Items from a labeling collection
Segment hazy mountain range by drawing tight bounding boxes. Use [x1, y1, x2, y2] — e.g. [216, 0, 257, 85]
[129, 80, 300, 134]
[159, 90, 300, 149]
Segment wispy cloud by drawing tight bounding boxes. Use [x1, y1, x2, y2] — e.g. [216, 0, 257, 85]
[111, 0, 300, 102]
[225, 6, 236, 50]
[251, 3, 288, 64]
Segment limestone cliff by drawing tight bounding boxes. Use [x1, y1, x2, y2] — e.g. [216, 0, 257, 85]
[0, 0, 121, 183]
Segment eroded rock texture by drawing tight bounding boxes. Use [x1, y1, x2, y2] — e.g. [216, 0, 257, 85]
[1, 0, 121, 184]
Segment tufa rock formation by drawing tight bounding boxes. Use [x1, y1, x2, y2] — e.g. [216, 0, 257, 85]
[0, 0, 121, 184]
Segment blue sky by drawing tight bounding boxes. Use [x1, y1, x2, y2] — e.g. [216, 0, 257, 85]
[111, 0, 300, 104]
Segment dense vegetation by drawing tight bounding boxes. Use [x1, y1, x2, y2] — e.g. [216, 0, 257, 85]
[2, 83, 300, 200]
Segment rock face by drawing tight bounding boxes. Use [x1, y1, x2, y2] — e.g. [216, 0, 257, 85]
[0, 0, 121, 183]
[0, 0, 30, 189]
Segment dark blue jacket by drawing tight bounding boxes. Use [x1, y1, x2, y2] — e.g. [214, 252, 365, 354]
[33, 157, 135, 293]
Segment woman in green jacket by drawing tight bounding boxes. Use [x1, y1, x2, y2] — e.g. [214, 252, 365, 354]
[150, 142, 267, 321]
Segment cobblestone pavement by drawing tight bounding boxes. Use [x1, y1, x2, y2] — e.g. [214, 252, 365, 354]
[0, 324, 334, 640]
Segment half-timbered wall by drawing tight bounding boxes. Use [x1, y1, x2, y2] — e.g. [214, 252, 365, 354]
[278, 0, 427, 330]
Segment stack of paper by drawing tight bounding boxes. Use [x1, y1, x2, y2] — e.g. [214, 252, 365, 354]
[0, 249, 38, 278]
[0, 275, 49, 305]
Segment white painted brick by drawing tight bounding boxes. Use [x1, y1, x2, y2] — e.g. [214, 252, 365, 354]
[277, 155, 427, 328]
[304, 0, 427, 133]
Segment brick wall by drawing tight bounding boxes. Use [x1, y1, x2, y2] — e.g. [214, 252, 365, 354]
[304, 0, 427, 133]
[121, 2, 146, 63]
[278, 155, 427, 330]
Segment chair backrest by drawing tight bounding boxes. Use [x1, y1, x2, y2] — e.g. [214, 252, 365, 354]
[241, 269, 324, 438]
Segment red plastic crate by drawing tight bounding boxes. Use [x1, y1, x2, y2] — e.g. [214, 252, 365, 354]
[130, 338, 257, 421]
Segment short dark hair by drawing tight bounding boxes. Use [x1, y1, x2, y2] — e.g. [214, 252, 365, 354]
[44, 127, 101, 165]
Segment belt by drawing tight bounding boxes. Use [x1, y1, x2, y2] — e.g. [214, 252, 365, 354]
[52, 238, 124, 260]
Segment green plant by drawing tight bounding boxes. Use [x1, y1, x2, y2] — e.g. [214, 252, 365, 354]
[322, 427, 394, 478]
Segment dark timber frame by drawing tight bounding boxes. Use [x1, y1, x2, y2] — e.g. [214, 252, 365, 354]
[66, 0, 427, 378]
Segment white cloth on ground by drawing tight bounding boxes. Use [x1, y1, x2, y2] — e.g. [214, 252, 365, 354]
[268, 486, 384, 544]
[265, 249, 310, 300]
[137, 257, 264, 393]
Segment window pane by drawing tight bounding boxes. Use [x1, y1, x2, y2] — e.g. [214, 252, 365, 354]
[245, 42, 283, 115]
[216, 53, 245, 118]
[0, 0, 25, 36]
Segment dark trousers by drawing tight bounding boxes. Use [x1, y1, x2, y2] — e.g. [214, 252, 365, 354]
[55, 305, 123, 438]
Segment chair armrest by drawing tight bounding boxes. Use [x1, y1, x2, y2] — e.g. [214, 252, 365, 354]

→ **DIRECTIVE**
Format the data from the line containing "Segment green plant" through the last line of the data as a Markdown table with the columns "Row" and "Line", one row per line, leaving out blank lines.

→ **THE RESULT**
| Row | Line |
|---|---|
| 1 | Segment green plant by drawing tight bounding boxes. Use [x1, y1, x2, y2] — e.g. [214, 252, 365, 354] |
| 2 | [322, 427, 394, 478] |
| 3 | Segment dark timber frame by drawing tight bounding boxes. Use [x1, y1, x2, y2] — e.g. [214, 252, 365, 354] |
| 4 | [66, 0, 427, 378] |
| 5 | Segment white cloth on ground by drawing tight bounding boxes. Use [x1, y1, x2, y2] — e.g. [214, 252, 365, 354] |
| 6 | [268, 486, 384, 544] |
| 7 | [265, 249, 310, 300] |
| 8 | [137, 257, 264, 393] |
| 9 | Segment window pane by drawing tight bounding boxes. Use [x1, y1, x2, y2] — e.g. [214, 252, 365, 354] |
| 10 | [245, 42, 283, 115] |
| 11 | [216, 53, 245, 118] |
| 12 | [0, 0, 25, 36] |
| 13 | Segment dark trousers by drawing tight bounding boxes. Use [x1, y1, x2, y2] — e.g. [214, 252, 365, 354] |
| 14 | [55, 305, 123, 438] |
| 15 | Segment chair armrest by drawing tight bounding boxes. Use [x1, y1, x2, y2] — e.g. [214, 252, 365, 354] |